WORK TO BE COMPLETED: Your task is to quote the material that follows, in full and exactly.

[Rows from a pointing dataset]
▽
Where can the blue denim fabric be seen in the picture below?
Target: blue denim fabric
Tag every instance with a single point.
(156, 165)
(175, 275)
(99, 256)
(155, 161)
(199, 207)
△
SOLUTION BELOW:
Where can the blue denim fabric be seen in the picture below?
Target: blue denim fabric
Tag every instance with a single point.
(156, 165)
(175, 275)
(99, 256)
(155, 161)
(199, 207)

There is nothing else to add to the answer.